# [Reading text]

One afternoon every month, St. Paul Square tenants meet to discuss new concept ideas and planned expansions with the goal of creating a “persona” for St. Paul Square, Saide said, similar to how the Pearl has built an identity around food and dining.
In 2018, the owners of Spanish tapas restaurant Toro Kitchen + Bar opened their second location in St. Paul Square, and in November 2020, a Mexican restaurant, Cuishe Cocina Mexicana. Toro also has a speakeasy bar, Cellar Mixology, in its basement.
Gerardo De Anda, founder and owner of the Gusto Group that owns both restaurants, chose the space in St. Paul Square to expand after considering opening a restaurant in Southtown. “What we fell in love with was the history behind St. Paul Square and the buildings themselves,” De Anda said. His customers are both tourists and area residents.
Openings and closings
The spot has worked so well, the group is planning a new concept two doors down from Toro on Commerce Street that will feature an upscale mixology bar upstairs and, on the ground level, a nostalgic pizza-by-the-slice store also featuring vintage vinyl and clothing for sale. Known as Stylus, that space is set to open later this year, De Anda said.

(Saved entries)
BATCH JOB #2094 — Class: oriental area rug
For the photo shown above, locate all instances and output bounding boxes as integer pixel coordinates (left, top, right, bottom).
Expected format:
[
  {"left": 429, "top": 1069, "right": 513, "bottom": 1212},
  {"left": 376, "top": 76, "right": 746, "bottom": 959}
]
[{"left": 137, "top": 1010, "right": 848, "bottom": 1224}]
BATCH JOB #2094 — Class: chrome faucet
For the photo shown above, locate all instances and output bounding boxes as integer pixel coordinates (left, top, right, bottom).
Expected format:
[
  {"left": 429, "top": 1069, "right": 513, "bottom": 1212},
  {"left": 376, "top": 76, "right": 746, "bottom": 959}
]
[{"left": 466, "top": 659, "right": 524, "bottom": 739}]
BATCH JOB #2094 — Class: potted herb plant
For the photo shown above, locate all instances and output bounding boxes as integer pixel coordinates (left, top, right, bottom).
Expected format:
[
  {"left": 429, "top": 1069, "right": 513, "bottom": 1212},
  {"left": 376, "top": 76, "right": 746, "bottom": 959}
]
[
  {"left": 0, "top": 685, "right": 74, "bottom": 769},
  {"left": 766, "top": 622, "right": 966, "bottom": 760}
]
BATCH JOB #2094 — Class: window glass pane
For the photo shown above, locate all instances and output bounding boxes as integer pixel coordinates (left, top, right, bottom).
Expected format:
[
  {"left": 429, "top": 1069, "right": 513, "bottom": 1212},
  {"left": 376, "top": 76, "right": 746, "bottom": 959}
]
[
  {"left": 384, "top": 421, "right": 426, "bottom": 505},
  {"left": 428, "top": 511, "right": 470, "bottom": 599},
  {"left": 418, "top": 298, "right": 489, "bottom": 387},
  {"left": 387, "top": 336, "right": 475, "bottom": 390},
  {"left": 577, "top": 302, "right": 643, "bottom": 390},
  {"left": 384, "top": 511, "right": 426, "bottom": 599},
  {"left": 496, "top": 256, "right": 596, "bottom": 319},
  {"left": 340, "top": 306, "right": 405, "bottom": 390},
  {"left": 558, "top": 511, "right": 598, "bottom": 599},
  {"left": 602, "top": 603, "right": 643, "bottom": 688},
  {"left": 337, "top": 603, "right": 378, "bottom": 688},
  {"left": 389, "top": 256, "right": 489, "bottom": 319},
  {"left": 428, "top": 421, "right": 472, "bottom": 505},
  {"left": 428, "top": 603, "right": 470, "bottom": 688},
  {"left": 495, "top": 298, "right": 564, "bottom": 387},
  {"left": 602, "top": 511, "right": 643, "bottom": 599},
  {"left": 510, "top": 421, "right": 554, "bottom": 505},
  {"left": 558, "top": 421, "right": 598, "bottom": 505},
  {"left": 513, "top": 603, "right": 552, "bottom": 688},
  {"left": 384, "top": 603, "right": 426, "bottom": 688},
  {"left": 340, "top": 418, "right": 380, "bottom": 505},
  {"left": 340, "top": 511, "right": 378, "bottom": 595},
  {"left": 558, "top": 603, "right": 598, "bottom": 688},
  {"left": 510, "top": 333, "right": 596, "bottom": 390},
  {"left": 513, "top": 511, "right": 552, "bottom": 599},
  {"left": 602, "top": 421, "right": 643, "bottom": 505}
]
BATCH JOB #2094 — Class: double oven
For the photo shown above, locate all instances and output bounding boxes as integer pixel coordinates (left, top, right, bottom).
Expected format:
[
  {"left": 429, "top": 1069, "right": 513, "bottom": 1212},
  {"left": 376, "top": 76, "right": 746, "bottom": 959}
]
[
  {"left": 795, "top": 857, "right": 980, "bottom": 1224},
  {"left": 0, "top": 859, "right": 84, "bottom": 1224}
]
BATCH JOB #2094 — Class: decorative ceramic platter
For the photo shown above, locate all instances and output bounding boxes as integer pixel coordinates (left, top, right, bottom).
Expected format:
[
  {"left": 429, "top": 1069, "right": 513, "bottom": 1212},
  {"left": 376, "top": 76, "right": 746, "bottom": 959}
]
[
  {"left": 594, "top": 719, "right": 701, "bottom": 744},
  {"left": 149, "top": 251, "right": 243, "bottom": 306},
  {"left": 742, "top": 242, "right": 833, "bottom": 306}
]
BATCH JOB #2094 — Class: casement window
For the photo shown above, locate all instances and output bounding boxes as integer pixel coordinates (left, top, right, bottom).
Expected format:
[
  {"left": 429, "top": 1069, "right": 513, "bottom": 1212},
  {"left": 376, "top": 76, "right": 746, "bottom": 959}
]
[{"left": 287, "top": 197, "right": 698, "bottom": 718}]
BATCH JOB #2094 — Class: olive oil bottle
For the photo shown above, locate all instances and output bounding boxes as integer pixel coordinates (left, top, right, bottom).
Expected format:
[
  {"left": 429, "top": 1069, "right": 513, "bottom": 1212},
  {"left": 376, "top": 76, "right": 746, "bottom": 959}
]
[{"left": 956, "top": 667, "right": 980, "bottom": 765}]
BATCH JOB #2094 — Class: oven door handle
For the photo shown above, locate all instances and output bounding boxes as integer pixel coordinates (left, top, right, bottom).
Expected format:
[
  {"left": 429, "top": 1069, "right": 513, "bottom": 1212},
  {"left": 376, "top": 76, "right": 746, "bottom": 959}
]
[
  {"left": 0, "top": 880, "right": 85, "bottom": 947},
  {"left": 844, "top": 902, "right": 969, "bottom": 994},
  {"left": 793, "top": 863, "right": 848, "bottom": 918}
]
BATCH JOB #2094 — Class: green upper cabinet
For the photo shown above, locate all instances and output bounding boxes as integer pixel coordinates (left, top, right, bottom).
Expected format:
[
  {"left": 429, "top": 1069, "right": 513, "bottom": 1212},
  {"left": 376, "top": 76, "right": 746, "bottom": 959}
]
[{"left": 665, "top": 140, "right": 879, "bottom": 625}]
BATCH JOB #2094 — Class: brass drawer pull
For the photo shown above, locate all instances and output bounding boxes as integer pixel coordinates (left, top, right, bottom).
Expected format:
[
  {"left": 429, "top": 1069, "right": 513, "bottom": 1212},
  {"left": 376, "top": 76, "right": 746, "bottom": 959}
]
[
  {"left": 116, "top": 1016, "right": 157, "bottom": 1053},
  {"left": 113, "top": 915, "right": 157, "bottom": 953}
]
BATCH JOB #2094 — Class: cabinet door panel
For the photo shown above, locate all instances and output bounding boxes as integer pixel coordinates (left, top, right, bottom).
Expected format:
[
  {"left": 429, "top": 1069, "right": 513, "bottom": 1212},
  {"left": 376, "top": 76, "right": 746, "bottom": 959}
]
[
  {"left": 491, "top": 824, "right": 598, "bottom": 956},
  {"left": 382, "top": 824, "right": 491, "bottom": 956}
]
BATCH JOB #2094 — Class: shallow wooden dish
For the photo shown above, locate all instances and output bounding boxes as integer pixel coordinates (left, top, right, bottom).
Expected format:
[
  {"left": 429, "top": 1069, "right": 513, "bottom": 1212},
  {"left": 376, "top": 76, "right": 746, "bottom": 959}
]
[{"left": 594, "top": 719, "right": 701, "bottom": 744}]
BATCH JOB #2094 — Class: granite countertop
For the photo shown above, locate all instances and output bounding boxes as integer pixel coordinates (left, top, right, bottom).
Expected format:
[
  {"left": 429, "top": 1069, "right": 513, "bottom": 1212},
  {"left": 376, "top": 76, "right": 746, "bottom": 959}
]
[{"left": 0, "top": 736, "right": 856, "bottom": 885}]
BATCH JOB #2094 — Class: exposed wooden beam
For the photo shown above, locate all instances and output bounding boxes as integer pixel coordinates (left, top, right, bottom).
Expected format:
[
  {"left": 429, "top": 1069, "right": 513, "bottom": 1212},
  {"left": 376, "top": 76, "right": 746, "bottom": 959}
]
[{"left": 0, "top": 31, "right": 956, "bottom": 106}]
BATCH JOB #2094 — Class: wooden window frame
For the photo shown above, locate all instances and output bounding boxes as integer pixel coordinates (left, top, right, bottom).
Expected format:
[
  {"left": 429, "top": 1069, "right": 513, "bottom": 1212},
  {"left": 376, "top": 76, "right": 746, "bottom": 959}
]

# [Exercise requirements]
a – Using the St. Paul Square article, say yes or no to each statement, and quote the article's exact words that decide it. (i) Toro Kitchen + Bar's St. Paul Square restaurant was its first location. (ii) Cellar Mixology is located in Toro's basement. (iii) De Anda had considered opening a restaurant in Southtown.
b – Carry the St. Paul Square article further, picking up after its final sentence.
The entries have no role in this work.

# [Exercise answers]
a –
(i) No: "opened their second location in St. Paul Square"
(ii) Yes: "Toro also has a speakeasy bar, Cellar Mixology, in its basement."
(iii) Yes: "after considering opening a restaurant in Southtown"

b –
Vinh Hoang, owner of Suck It Restaurant in the South Texas Medical Center area, also recently opened a new place in St. Paul Square, Suck It Kitchen and Bar, on the north side of the street, at 1163 E. Commerce St.
But those grand openings come on the heels of closures during the pandemic, including the University of Houston’s College of Hospitality campus. While the owners of Smoke BBQ + Brew closed and relocated outside St. Paul Square in summer 2020, and more recently, the vegan grocer Lucy’s Bodega also closed, Thomas said interest among potential tenants for ground-floor space in the district is returning.
“I’m kind of cautiously optimistic that we’ll find a good fit [for those spaces],” he said.
Meanwhile, two hotels in the district also are being revamped.
The former Best Western Plus at 1103 E. Commerce St., bought by an investor group in February 2019, is undergoing renovations to increase the number of rooms to 79 and add a fifth floor, a bar and a coffee shop.
The new Aiden Hotel will be a design-heavy property, said Chris Hagee, CEO of the Hagee Hospitality Group, who is overseeing the project for the Weinritter Group. The hotel is set to open in July.
Across from the nightclub and steps from the Alamodome, the 11-story Staybridge Suites hotel at 123 Hoefgen Ave., is also making changes. In January, the investor group made up of Thomas, Jersin and Adelman also acquired the hotel with local hotelier Charles Leddy. Built in 2007, it is the one building in the square that isn’t historic.
They are working with Leddy, CEO of Presidian Hotels and Resorts, which recently completed renovations on The Estancia, to turn the 138-room Staybridge into a boutique hotel property.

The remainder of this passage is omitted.